What the task asks
Each entry, in full: copy it out exactly.

Top of Information

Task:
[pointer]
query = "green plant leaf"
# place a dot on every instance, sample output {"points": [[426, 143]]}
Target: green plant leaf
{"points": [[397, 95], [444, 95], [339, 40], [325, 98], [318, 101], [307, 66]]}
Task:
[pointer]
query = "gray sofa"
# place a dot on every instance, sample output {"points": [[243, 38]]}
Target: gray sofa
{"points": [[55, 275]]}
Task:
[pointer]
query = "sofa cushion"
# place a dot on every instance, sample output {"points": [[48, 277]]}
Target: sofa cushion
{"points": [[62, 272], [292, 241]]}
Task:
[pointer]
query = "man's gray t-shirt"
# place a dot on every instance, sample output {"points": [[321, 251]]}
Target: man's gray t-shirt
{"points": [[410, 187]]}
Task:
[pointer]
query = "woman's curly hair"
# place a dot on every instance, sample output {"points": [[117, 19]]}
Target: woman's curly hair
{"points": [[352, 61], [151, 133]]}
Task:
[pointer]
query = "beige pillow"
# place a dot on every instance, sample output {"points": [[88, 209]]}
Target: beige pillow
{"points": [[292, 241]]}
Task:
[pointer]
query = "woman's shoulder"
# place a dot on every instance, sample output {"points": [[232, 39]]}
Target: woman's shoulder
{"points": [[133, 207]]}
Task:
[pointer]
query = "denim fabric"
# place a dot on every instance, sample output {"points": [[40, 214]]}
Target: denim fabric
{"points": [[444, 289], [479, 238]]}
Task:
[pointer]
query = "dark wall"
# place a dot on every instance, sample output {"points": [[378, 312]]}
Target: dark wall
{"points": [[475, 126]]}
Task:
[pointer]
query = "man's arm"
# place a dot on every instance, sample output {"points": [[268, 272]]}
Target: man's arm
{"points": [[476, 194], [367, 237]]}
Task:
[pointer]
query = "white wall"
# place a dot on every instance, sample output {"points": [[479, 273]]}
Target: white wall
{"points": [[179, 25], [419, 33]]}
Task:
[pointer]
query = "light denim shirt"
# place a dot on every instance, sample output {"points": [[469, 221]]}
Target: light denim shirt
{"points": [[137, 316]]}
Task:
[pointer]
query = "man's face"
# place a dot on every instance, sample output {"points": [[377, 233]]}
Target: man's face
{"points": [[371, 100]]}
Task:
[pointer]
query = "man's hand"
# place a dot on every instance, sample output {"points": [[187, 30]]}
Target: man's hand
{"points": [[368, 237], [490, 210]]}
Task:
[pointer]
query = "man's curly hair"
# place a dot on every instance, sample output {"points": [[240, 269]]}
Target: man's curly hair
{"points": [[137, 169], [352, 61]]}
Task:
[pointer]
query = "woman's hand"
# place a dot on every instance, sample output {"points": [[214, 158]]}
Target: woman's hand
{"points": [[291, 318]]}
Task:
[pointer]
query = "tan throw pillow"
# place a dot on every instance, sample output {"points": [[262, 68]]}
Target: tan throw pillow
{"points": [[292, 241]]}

Bottom of Information

Output below
Task:
[pointer]
query = "green plant leaf"
# place a dot on every instance, sample output {"points": [[426, 143]]}
Target: green plant leaf
{"points": [[397, 95], [444, 95], [339, 40], [325, 98], [318, 101], [307, 66]]}
Task:
[pointer]
query = "gray sofa"
# place a dot on every instance, sample output {"points": [[243, 38]]}
Target: gray sofa
{"points": [[55, 275]]}
Task:
[pointer]
query = "sofa cushion"
# place a dot on every instance, sample output {"points": [[48, 277]]}
Target: sofa cushion
{"points": [[62, 272], [292, 241]]}
Task:
[pointer]
query = "man's gray t-shirt"
# place a dot on every instance, sample output {"points": [[321, 251]]}
Target: man's gray t-shirt
{"points": [[410, 187]]}
Task:
[pointer]
query = "woman's curly hair"
# place a dot on every instance, sample output {"points": [[117, 19]]}
Target: woman's curly hair
{"points": [[352, 61], [151, 133]]}
Task:
[pointer]
query = "beige pillow"
# place a dot on every instance, sample output {"points": [[88, 209]]}
Target: beige pillow
{"points": [[292, 241]]}
Task:
[pointer]
query = "woman's shoulder"
# place a dot on every instance, sample output {"points": [[232, 39]]}
Target: woman's shoulder
{"points": [[133, 207]]}
Task:
[pointer]
query = "denim fabric"
# place a dot on every instance, sample output {"points": [[40, 214]]}
Target: denim fabric
{"points": [[444, 289], [479, 238]]}
Task:
[pointer]
query = "dark wall"
# place a dot on every instance, sample output {"points": [[378, 312]]}
Target: dark wall
{"points": [[475, 126]]}
Task:
[pointer]
query = "man's arm"
# place a dot on every instance, sample output {"points": [[268, 272]]}
Target: man's arm
{"points": [[476, 194], [367, 237]]}
Task:
[pointer]
query = "white wall"
# place a dot on every instance, sample output {"points": [[479, 273]]}
Target: white wall
{"points": [[179, 25], [419, 33]]}
Task:
[pointer]
query = "light denim shirt"
# place a dot on every instance, sample output {"points": [[469, 221]]}
Target: light denim shirt
{"points": [[137, 316]]}
Task:
[pointer]
query = "man's face"
# place a dot on every instance, sample output {"points": [[377, 233]]}
Target: man's face
{"points": [[371, 100]]}
Task:
[pointer]
query = "man's hand"
# place a dot on every instance, sample output {"points": [[187, 30]]}
Target: man's hand
{"points": [[368, 237], [490, 210]]}
Task:
[pointer]
query = "man's curly hair"
# place a dot on every instance, sample output {"points": [[240, 269]]}
Target: man's curly hair
{"points": [[137, 169], [352, 61]]}
Task:
[pointer]
query = "woman's hand"
# place a dot on every instance, sample output {"points": [[214, 158]]}
Target: woman's hand
{"points": [[291, 318]]}
Task:
[pointer]
query = "tan throw pillow"
# place a dot on every instance, sample output {"points": [[262, 68]]}
Target: tan throw pillow
{"points": [[292, 241]]}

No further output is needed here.